### GOAL OF THE EXERCISE
Copy out the stretch from the line containing "Where can you see the raspberry?" through the line containing "(1172, 590)", with every "Coords" renamed to "Points" and nothing else changed.

========================================

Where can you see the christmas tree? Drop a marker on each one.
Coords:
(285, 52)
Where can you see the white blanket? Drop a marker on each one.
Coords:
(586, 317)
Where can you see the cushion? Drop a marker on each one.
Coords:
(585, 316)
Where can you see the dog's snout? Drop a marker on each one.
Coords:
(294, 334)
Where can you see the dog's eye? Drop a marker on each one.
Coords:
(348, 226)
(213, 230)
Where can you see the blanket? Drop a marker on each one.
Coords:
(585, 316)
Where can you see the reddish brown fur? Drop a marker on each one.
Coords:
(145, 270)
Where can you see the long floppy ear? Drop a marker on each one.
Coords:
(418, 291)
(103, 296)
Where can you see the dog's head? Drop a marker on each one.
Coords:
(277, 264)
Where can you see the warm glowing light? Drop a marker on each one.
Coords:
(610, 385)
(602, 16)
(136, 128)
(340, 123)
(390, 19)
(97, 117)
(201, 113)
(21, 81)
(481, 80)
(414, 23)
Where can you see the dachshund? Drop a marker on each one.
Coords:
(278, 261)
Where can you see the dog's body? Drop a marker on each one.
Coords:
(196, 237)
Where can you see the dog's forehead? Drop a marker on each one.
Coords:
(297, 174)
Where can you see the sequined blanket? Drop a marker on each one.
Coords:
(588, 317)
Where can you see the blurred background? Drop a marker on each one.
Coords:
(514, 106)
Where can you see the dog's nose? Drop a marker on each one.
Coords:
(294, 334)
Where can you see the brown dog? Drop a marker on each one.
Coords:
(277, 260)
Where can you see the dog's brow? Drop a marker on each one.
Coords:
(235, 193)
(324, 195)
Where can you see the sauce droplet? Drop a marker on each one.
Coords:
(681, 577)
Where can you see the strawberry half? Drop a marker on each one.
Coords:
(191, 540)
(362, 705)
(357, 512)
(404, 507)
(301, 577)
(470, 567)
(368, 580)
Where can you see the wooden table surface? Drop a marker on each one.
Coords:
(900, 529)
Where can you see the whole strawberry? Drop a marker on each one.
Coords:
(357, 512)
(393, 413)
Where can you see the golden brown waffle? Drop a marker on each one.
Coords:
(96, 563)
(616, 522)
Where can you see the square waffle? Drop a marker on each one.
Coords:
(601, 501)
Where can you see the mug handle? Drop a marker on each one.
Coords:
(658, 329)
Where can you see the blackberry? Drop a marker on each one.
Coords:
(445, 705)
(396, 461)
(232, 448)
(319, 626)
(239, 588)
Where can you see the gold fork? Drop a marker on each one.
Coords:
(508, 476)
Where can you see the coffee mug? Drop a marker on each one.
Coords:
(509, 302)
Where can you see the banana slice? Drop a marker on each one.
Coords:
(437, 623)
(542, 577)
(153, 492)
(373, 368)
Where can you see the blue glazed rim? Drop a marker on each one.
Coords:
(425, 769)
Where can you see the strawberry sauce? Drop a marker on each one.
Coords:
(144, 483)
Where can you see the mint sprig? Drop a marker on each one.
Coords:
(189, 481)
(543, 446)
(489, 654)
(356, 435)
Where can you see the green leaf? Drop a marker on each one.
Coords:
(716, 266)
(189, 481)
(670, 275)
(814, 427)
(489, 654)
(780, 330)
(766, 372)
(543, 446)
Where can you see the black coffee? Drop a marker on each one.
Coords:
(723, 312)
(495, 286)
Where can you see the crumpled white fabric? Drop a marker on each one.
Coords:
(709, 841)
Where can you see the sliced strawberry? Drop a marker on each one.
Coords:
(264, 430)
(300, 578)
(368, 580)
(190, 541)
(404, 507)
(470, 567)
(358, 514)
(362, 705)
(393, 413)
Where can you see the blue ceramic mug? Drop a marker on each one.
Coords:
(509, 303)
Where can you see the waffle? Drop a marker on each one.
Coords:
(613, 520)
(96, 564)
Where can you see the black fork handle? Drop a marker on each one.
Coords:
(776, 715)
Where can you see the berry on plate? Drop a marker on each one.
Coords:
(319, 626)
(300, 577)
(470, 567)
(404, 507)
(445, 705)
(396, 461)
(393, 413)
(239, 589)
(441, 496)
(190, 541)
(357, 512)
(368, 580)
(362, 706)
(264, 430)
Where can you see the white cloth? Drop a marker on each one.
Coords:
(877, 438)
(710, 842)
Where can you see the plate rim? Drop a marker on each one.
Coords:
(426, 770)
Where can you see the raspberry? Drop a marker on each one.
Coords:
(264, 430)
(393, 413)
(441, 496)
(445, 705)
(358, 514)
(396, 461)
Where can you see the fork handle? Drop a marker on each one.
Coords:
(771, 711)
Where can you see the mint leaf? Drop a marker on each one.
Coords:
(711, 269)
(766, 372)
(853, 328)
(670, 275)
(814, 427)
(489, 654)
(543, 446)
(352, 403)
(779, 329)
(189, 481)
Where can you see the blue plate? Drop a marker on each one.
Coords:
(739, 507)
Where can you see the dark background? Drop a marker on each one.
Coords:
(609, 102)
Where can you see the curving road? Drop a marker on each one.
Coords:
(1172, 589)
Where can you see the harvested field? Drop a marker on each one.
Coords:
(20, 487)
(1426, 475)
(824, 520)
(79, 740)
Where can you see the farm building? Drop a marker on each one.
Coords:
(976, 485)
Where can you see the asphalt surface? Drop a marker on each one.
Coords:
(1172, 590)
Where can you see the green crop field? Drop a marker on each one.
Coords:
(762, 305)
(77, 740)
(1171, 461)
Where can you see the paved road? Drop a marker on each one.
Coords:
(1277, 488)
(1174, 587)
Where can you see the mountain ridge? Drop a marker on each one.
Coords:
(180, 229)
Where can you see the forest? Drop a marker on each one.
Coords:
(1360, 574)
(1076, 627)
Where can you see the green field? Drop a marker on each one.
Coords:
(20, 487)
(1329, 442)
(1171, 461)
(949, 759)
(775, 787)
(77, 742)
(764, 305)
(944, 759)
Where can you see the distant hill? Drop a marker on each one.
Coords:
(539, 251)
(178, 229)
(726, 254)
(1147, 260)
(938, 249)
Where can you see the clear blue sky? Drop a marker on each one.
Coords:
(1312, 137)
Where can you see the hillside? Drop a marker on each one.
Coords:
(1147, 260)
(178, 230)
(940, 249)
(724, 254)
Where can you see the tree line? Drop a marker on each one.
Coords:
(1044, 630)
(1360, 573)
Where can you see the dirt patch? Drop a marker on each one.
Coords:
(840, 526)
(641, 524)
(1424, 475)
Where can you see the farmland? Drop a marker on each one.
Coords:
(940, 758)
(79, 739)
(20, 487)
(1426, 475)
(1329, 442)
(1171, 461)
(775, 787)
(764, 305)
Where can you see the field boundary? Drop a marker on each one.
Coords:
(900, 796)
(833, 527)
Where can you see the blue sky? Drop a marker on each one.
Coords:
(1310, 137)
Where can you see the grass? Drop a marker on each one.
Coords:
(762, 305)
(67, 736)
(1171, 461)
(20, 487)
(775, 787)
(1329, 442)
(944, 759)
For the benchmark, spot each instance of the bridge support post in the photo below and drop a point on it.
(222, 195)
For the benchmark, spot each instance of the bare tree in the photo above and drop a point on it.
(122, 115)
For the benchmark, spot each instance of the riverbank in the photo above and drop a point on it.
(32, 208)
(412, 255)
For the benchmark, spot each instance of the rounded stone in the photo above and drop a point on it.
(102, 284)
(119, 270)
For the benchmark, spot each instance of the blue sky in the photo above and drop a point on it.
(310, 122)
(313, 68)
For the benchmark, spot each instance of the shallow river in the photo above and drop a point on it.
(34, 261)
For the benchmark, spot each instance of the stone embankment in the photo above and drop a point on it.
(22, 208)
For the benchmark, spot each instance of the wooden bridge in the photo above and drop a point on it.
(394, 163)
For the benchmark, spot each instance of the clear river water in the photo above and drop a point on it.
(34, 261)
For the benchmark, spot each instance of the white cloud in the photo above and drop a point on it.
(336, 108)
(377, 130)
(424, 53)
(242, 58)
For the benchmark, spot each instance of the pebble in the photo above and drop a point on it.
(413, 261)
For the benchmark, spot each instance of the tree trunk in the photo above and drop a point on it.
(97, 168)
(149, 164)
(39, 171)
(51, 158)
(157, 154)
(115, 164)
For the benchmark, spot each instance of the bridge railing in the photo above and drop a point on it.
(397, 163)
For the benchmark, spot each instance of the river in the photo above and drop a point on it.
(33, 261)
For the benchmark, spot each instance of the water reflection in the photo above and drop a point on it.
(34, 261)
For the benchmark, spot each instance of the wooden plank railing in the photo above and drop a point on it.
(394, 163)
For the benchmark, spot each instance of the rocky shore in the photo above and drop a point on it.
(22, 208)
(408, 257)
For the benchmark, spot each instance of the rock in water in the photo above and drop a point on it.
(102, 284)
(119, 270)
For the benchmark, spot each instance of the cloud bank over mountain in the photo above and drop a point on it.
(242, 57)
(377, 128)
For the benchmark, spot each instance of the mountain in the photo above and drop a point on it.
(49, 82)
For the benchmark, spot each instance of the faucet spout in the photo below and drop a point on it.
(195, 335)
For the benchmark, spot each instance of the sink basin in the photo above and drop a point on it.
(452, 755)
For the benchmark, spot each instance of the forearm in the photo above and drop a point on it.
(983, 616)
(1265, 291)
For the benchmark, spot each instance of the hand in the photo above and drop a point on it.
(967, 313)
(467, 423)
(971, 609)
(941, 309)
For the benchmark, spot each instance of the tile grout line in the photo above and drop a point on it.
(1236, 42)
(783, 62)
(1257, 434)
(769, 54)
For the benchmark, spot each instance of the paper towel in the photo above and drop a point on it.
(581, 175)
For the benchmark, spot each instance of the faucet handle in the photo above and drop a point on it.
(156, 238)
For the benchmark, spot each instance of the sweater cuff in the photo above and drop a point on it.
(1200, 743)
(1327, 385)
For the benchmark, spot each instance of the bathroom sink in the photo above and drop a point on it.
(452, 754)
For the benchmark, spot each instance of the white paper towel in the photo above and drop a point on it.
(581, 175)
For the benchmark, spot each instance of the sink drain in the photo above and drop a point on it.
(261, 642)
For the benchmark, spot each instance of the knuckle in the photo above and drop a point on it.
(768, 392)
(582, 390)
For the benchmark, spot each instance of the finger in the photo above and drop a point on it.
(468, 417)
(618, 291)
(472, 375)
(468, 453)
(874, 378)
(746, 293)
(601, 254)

========================================

### OUTPUT
Where can you see the raspberry? Drop a marker on each one.
Points:
(264, 430)
(393, 413)
(441, 496)
(445, 705)
(358, 514)
(396, 461)
Where can you see the fork handle? Drop a marker on each one.
Points:
(771, 711)
Where can you see the mint leaf? Drop a marker on each one.
Points:
(711, 269)
(766, 372)
(853, 328)
(670, 275)
(814, 427)
(489, 654)
(543, 446)
(352, 403)
(779, 329)
(189, 481)
Where can you see the blue plate? Drop a marker on each one.
Points:
(739, 507)
Where can you see the dark background? Drop a marker on each one.
Points:
(609, 102)
Where can you see the curving road? Drop a marker on each one.
Points:
(1172, 589)
Where can you see the harvested field? Drop a marker on each one.
Points:
(20, 487)
(1426, 475)
(824, 520)
(79, 740)
Where can you see the farm building? Drop a marker on each one.
Points:
(976, 485)
Where can you see the asphalt surface? Drop a marker on each one.
Points:
(1172, 590)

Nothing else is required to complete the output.